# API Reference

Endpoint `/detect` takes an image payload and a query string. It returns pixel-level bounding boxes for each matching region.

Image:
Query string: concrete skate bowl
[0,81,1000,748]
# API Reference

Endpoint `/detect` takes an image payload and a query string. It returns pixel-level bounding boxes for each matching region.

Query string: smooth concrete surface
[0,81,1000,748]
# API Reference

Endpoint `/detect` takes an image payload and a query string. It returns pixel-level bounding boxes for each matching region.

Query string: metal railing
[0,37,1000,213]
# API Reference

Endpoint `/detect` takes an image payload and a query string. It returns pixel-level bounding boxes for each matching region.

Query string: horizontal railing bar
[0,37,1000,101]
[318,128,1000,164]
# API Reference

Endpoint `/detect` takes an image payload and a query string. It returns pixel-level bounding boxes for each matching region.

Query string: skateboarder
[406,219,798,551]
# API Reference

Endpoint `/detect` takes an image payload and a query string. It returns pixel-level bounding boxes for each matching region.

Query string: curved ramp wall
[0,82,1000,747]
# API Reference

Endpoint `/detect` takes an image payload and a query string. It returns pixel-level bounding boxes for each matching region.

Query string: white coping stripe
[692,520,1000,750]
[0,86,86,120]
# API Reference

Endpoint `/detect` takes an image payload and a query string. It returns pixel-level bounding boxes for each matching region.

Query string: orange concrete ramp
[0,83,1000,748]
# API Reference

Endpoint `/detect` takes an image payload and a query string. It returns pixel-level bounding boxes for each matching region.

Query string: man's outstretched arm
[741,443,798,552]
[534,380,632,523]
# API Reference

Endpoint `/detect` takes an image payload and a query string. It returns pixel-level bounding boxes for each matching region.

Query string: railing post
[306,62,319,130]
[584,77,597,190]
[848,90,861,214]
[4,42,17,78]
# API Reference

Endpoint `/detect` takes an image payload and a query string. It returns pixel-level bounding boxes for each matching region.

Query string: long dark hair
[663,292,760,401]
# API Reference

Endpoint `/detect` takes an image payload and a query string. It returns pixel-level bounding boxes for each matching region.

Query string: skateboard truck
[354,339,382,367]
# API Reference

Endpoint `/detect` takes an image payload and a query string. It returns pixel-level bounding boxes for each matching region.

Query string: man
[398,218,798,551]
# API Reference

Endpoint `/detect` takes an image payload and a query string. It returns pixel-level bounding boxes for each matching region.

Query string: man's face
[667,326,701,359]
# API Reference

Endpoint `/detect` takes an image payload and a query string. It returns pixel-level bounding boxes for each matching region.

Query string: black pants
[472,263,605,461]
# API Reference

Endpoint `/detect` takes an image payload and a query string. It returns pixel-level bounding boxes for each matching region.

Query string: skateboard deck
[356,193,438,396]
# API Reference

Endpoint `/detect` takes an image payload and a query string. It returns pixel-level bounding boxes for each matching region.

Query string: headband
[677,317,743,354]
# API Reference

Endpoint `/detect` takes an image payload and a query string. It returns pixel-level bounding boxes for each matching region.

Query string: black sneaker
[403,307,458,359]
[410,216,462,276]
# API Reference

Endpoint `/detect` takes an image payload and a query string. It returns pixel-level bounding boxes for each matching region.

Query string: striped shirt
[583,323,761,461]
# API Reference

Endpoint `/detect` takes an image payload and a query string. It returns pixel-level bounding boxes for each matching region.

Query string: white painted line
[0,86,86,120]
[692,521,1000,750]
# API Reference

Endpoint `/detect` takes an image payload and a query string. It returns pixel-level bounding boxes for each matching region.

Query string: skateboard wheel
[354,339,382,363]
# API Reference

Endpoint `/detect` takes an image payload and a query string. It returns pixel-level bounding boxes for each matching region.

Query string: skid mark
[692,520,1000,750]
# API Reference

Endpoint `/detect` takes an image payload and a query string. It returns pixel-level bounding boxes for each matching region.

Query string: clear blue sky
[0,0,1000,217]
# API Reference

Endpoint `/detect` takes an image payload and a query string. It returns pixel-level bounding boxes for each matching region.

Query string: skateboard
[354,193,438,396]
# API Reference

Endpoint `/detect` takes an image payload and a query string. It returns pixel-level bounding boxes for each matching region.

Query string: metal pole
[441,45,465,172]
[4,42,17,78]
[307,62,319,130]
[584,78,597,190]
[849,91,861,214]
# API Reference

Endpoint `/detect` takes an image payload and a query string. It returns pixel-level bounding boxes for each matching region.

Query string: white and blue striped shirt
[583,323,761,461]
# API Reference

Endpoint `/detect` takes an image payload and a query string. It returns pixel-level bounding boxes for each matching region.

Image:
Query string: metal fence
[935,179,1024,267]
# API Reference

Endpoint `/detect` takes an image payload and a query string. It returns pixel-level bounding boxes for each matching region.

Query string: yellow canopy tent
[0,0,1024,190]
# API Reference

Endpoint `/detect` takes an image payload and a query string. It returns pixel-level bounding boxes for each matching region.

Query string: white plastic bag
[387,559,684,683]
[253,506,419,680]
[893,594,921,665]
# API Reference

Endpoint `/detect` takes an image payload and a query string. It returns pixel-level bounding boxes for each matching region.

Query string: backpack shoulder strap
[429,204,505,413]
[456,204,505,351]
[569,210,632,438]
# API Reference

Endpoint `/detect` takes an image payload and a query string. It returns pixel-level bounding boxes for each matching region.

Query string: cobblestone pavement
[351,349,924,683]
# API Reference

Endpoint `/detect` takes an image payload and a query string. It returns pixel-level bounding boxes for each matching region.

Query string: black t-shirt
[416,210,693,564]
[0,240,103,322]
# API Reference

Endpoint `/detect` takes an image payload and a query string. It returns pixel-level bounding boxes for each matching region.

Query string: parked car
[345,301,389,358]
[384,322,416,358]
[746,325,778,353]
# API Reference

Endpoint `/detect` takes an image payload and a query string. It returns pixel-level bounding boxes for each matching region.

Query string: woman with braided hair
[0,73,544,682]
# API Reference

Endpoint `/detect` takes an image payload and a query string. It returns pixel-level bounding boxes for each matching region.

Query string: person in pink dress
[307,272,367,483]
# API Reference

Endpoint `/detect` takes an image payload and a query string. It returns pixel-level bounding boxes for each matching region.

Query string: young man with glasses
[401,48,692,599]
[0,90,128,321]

■ WHAT IS REQUIRED
Copy out each line above in which the word "ramp" appears.

■ WRITTEN SOLUTION
Query string: curved ramp wall
Query string: orange concrete ramp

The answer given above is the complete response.